- Problem details: Report every line of the listing below that contains the word "reflection", copying each such line in full.

-------- Source records

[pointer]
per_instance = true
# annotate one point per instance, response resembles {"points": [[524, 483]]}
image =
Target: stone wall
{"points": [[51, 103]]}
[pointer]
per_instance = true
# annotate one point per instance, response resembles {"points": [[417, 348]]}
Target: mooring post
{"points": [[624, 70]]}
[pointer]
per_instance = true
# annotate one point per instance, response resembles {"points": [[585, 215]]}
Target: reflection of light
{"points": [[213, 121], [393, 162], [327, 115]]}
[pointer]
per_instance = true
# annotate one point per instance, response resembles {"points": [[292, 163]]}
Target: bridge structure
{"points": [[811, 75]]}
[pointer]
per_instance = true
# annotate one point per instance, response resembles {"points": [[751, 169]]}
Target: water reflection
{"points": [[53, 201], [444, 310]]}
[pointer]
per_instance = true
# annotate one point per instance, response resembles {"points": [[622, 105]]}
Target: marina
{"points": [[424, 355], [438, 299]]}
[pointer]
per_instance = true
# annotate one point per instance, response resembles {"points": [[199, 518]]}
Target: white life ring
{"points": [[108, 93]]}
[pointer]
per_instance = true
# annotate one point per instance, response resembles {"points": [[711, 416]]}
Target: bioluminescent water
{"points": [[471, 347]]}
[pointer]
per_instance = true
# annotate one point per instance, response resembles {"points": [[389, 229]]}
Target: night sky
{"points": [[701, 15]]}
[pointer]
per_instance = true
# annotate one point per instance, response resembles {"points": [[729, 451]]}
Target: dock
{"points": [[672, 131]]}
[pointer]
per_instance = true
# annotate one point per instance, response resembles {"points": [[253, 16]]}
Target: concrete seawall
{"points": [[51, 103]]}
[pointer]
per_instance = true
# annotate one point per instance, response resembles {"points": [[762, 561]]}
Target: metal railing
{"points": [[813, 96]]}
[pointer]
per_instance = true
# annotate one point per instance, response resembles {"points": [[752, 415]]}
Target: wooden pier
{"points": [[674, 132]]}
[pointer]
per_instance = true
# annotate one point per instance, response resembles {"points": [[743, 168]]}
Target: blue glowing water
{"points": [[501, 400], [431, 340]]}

----------------
-------- Source records

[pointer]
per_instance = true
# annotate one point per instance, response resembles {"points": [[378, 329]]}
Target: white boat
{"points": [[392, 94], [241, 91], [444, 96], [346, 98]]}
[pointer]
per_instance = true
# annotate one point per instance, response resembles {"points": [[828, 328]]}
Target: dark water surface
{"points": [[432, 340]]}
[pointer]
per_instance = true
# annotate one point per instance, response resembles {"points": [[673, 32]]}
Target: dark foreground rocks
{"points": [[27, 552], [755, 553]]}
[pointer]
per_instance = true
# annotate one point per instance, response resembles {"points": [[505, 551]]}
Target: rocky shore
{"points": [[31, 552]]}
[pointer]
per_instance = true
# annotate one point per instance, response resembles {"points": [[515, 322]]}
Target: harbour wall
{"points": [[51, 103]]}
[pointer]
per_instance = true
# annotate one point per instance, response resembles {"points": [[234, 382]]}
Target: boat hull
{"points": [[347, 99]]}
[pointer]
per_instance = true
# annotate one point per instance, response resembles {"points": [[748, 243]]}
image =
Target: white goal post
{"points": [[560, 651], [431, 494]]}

----------------

- Solved problem:
Target: reflection of light
Target: water reflection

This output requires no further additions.